Position annotation records
%%
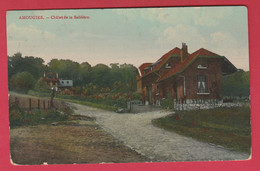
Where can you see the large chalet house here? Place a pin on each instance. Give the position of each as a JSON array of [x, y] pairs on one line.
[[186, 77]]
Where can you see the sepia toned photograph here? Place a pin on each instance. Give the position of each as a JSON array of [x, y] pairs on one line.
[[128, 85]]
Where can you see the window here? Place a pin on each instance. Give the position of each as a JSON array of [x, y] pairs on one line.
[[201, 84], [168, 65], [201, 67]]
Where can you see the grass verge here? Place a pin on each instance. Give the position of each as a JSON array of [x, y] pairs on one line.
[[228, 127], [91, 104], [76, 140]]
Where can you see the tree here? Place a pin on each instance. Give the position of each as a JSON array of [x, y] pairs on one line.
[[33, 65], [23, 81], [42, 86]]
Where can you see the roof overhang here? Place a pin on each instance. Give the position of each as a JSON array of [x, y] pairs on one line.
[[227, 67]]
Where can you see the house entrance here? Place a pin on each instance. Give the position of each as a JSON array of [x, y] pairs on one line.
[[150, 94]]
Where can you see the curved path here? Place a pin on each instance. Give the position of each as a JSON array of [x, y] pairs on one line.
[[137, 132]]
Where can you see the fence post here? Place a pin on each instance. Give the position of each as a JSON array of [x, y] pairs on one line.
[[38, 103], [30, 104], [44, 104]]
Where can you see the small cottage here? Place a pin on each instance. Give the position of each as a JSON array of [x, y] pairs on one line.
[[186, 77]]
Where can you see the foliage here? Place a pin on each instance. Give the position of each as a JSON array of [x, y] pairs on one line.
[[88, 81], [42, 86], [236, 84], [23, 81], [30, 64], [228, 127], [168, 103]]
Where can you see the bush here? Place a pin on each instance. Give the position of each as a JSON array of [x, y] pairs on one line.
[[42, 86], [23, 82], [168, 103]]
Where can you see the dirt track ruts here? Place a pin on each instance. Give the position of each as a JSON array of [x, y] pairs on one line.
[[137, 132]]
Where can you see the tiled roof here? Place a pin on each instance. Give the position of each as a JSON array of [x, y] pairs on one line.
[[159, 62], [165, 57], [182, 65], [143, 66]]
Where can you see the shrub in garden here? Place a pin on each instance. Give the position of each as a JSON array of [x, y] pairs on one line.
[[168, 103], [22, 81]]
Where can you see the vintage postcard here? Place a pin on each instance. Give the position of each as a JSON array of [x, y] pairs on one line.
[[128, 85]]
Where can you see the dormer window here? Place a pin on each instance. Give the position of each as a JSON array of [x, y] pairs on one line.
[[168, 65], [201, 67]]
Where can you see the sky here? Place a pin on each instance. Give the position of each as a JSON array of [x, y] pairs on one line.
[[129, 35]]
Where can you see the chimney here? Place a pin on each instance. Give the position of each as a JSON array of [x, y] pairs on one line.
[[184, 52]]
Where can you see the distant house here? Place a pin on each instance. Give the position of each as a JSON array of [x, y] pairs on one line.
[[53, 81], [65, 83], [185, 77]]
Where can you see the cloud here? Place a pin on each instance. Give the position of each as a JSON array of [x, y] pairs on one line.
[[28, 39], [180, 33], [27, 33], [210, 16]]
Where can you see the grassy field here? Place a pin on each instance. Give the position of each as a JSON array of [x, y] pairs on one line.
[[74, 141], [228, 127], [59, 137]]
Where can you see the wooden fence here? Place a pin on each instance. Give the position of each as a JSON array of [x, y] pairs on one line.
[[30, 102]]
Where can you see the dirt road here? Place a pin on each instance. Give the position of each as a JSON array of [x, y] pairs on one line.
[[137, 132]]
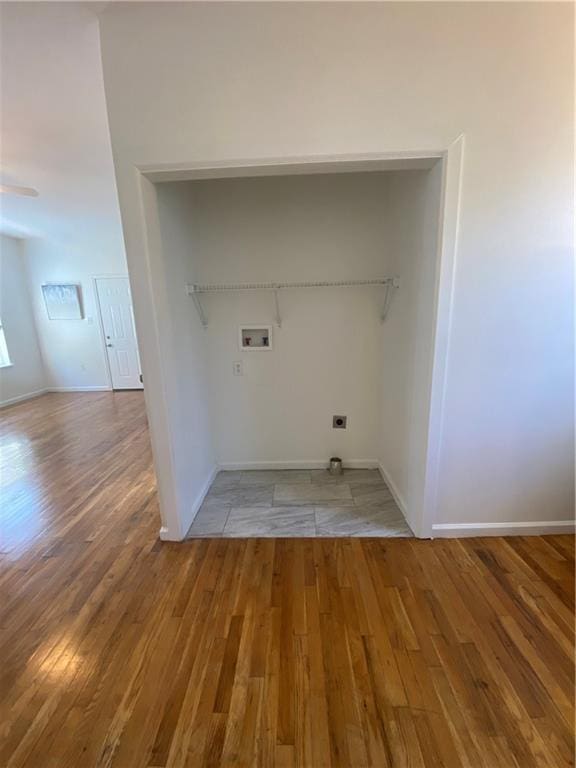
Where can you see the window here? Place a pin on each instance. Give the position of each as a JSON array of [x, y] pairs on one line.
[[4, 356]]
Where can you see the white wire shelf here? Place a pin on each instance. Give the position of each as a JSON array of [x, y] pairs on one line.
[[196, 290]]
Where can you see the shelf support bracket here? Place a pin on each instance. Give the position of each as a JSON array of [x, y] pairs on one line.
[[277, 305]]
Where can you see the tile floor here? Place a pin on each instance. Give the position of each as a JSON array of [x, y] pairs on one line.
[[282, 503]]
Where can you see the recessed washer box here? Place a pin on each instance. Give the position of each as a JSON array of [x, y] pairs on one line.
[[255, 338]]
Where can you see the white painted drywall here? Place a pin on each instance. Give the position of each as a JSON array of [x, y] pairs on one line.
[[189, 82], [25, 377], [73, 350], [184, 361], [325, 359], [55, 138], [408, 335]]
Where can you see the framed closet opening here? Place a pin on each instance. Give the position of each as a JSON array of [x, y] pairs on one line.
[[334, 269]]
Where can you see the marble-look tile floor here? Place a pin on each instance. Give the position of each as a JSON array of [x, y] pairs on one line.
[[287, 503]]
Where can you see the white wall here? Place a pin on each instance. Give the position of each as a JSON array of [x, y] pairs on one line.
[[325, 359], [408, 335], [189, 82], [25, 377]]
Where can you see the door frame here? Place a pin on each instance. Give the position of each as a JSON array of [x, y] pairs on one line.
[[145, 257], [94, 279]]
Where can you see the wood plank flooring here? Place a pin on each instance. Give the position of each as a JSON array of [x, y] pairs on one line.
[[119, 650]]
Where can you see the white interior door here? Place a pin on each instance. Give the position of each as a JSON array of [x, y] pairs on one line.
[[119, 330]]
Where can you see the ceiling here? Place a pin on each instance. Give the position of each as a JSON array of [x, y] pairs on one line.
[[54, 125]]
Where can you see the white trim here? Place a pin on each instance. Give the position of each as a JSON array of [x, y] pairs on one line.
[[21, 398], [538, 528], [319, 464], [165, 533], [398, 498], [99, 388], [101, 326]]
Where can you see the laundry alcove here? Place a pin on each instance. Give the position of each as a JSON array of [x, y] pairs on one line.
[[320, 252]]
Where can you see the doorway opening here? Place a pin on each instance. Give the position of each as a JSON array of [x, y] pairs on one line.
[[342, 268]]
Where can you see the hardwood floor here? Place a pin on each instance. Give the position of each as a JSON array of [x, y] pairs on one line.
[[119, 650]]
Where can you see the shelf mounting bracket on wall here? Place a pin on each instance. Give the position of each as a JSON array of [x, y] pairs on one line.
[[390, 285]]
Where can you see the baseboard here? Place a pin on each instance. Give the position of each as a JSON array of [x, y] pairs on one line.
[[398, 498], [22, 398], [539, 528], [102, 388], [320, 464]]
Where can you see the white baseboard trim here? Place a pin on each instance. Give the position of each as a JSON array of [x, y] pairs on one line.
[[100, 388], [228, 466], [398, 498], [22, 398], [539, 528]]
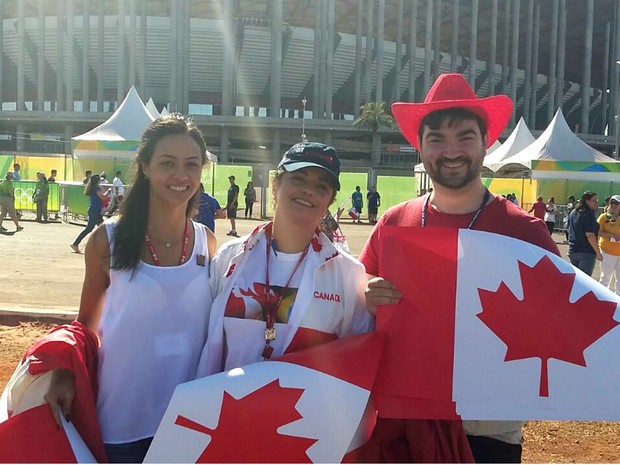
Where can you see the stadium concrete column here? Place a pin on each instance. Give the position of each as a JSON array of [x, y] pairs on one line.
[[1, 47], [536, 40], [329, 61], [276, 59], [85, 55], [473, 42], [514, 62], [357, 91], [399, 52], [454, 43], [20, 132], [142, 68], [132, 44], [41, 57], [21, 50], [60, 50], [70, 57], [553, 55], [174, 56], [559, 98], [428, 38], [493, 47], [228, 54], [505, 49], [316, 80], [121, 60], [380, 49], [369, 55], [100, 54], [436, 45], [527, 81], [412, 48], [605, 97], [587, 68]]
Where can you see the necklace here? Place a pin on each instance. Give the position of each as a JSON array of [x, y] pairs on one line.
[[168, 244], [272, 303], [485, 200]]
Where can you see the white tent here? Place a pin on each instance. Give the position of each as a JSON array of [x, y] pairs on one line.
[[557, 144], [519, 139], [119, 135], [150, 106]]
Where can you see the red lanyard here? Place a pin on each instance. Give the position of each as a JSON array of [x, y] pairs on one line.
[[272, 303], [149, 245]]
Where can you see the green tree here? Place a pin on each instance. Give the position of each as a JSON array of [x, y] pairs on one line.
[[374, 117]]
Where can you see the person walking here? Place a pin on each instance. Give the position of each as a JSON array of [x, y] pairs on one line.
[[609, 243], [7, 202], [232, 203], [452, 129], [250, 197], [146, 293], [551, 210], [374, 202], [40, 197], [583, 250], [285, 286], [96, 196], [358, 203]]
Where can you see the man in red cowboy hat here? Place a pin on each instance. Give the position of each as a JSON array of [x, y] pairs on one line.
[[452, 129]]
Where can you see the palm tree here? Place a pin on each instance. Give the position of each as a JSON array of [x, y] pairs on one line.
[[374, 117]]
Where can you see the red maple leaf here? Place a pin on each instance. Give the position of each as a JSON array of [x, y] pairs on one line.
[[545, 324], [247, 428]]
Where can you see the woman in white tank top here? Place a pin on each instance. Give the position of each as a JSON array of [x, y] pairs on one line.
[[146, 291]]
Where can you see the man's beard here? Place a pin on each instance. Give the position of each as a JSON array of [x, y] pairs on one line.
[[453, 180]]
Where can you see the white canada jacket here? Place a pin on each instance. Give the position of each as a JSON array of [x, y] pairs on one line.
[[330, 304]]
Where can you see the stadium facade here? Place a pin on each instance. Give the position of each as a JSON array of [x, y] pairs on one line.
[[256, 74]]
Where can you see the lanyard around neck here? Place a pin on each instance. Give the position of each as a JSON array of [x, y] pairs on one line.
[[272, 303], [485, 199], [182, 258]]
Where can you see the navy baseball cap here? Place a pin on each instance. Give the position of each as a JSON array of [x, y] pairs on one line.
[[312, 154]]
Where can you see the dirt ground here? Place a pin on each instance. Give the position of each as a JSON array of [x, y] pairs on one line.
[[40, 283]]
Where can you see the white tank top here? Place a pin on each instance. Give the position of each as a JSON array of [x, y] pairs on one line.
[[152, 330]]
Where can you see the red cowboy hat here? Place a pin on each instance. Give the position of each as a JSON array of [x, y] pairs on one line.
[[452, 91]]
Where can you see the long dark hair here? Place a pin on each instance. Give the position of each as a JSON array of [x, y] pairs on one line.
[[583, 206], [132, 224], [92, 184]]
%%
%%
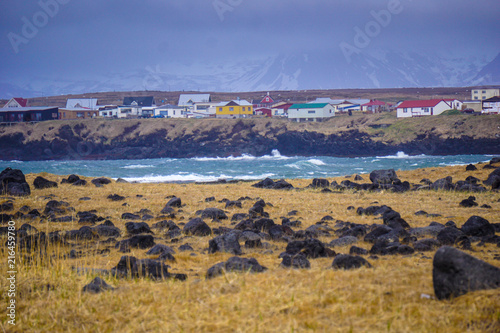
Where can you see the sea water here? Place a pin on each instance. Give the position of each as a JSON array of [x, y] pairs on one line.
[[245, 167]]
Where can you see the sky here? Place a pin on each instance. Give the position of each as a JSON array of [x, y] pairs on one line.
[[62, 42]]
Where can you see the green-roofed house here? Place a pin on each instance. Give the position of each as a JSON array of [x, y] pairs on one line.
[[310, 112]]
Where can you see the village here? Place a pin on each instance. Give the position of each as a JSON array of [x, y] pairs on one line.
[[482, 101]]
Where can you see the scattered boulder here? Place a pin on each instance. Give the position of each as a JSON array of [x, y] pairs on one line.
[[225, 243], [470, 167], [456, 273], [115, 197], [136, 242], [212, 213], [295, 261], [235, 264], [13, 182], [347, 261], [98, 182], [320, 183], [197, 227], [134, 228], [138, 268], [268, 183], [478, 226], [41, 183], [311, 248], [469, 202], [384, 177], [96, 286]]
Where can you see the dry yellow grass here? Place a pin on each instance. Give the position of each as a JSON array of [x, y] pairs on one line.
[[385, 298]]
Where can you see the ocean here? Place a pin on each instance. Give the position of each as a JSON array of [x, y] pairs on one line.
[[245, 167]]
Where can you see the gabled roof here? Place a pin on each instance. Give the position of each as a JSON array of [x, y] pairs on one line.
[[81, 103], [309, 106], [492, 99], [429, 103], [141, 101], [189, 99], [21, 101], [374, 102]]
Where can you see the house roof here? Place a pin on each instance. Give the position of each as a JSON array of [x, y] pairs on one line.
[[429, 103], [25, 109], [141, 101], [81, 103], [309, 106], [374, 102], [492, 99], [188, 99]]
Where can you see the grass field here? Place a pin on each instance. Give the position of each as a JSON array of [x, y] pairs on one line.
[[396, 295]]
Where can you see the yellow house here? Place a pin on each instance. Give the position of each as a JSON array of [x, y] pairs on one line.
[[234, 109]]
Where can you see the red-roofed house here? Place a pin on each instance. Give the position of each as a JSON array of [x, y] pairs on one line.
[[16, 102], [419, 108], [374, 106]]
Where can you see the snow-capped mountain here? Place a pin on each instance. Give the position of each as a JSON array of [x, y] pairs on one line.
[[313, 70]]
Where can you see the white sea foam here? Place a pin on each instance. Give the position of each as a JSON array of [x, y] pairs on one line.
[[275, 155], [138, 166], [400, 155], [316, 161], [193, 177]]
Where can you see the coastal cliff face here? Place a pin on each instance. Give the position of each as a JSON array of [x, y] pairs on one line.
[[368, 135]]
%%
EXERCISE AIM
From the items above, pick out every line that contains the string "tank" and copy each one in full.

ANSWER BELOW
Where can you see the woman in white tank top here? Place a pin on each instance. Give the position of each as a JSON array of [x, y] pairs on one line.
Where can you see the white tank top here? Place a pin on each instance. Give the position of each as a JSON array of [x, y] pairs on one line.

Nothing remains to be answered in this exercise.